* _WHAT TO WORK ON_:
Everything from the line containing "Target: swimming pool" through the last line of the records must be returned verbatim, and nothing outside that range.

[[ EXCERPTED RECORDS open ]]

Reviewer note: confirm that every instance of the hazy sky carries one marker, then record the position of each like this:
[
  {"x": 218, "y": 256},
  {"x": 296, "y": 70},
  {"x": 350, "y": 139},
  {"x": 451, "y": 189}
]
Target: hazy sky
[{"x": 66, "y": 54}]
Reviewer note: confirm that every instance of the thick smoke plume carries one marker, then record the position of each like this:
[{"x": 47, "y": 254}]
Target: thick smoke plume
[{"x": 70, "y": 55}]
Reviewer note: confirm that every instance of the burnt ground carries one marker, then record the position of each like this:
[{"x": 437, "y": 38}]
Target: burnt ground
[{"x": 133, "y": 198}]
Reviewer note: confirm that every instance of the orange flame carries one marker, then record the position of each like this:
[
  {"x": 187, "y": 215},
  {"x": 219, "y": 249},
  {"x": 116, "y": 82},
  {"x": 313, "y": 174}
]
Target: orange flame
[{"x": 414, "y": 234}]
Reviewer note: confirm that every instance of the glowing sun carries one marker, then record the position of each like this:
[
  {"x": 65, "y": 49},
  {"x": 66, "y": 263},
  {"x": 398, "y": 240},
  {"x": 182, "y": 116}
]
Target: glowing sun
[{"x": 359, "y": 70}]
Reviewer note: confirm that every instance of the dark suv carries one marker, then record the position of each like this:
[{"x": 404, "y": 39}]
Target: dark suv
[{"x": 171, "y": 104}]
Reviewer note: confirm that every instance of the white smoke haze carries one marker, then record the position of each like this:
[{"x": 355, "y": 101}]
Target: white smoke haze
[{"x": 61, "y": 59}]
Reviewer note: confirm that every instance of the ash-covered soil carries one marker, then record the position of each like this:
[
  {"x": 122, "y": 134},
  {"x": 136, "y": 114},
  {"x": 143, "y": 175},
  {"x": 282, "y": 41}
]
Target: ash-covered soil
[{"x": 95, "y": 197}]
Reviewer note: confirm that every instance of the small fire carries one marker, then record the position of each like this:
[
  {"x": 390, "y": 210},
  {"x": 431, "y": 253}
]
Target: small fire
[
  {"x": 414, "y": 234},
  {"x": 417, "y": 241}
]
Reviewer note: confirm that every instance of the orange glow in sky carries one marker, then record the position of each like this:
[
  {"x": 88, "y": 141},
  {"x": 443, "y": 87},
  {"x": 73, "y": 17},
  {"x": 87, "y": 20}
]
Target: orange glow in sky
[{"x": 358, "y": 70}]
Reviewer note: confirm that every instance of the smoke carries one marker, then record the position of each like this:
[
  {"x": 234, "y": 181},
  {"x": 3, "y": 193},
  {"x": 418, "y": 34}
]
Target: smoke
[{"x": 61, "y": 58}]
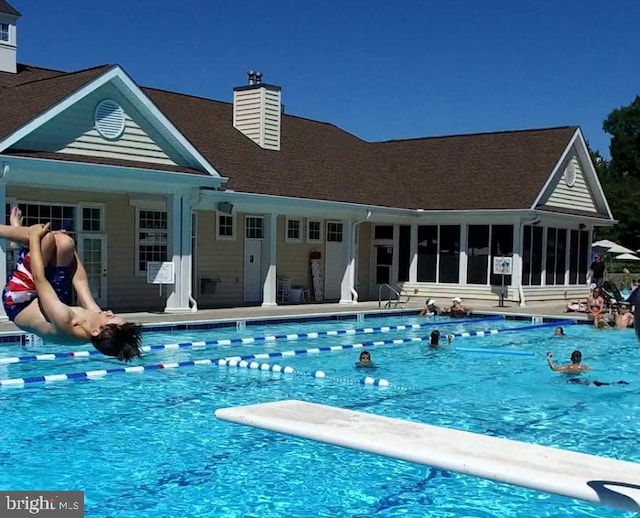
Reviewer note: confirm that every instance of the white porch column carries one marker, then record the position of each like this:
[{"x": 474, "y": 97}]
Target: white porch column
[
  {"x": 3, "y": 244},
  {"x": 464, "y": 258},
  {"x": 413, "y": 251},
  {"x": 179, "y": 251},
  {"x": 269, "y": 260},
  {"x": 349, "y": 262},
  {"x": 516, "y": 262}
]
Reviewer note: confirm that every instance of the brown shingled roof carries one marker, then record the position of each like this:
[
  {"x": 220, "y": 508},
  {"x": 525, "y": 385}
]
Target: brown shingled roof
[
  {"x": 20, "y": 104},
  {"x": 504, "y": 170}
]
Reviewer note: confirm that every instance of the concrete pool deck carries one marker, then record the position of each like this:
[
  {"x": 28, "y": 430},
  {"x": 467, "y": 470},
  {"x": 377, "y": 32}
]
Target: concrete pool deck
[{"x": 555, "y": 309}]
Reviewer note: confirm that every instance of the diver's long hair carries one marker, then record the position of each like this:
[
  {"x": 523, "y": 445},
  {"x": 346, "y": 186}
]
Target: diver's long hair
[{"x": 119, "y": 340}]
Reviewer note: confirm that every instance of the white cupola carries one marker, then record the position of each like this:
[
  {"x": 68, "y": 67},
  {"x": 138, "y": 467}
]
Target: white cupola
[
  {"x": 257, "y": 111},
  {"x": 8, "y": 38}
]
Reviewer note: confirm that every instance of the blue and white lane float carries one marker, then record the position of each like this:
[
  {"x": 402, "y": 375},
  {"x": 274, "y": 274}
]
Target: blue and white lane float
[
  {"x": 250, "y": 340},
  {"x": 463, "y": 334},
  {"x": 271, "y": 367},
  {"x": 222, "y": 362},
  {"x": 101, "y": 373}
]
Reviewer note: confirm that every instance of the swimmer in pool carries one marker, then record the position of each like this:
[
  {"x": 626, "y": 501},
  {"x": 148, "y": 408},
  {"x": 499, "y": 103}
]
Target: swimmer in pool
[
  {"x": 434, "y": 338},
  {"x": 364, "y": 362},
  {"x": 571, "y": 368}
]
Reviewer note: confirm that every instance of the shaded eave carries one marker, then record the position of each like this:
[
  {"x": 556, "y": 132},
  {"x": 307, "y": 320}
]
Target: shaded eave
[{"x": 82, "y": 176}]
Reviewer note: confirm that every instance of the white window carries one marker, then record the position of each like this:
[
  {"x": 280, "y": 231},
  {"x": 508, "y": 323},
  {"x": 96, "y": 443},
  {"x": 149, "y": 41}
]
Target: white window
[
  {"x": 91, "y": 218},
  {"x": 151, "y": 238},
  {"x": 314, "y": 231},
  {"x": 334, "y": 231},
  {"x": 254, "y": 227},
  {"x": 294, "y": 230},
  {"x": 226, "y": 227}
]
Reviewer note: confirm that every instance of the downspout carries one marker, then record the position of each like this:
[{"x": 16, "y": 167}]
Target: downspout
[
  {"x": 354, "y": 293},
  {"x": 194, "y": 304}
]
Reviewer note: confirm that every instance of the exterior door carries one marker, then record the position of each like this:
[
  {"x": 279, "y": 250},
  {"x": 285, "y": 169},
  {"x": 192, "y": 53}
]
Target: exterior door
[
  {"x": 92, "y": 250},
  {"x": 252, "y": 270},
  {"x": 384, "y": 264},
  {"x": 333, "y": 262}
]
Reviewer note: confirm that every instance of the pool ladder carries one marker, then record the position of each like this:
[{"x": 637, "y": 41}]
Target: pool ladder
[{"x": 397, "y": 295}]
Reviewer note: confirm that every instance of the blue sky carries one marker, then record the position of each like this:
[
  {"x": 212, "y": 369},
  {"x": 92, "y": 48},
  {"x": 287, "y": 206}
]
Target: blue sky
[{"x": 382, "y": 70}]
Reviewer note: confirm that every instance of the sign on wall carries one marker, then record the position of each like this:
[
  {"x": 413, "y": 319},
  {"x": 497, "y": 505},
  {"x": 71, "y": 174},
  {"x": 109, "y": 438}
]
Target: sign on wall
[
  {"x": 159, "y": 272},
  {"x": 502, "y": 265}
]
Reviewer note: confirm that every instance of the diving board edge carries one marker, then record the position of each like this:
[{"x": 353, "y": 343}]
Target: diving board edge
[{"x": 583, "y": 476}]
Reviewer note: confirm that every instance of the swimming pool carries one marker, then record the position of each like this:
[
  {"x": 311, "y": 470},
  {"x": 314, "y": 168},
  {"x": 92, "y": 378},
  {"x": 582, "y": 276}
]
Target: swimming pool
[{"x": 147, "y": 444}]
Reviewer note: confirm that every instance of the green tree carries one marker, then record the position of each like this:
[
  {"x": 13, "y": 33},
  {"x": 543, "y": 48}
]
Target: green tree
[
  {"x": 623, "y": 124},
  {"x": 620, "y": 177}
]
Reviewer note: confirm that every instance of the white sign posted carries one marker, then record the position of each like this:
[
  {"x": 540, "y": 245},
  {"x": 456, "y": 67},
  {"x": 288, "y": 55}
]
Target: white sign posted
[
  {"x": 160, "y": 273},
  {"x": 502, "y": 265}
]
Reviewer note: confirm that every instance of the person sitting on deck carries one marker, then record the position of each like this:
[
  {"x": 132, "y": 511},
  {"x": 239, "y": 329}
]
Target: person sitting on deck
[{"x": 457, "y": 310}]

[[ EXCERPTED RECORDS closed ]]

* _EXERCISE OUTPUT_:
Target: swimming pool
[{"x": 147, "y": 444}]
Reviewer note: confirm that every instance of the green tree carries one marker, then record the position of each like this:
[
  {"x": 13, "y": 33},
  {"x": 543, "y": 48}
]
Target: green tree
[
  {"x": 623, "y": 124},
  {"x": 620, "y": 177}
]
Reviewer note: confirm that every instance of the white sign posted carries one marker, then record the position of each like this:
[
  {"x": 540, "y": 245},
  {"x": 456, "y": 67},
  {"x": 288, "y": 55}
]
Target: white sign posted
[
  {"x": 160, "y": 273},
  {"x": 502, "y": 265}
]
Reviewer note: confirm that every instance of the person sitting on deck carries one marker, then record the position of each like this:
[
  {"x": 132, "y": 511},
  {"x": 239, "y": 329}
]
Target: person sitting on deck
[{"x": 457, "y": 310}]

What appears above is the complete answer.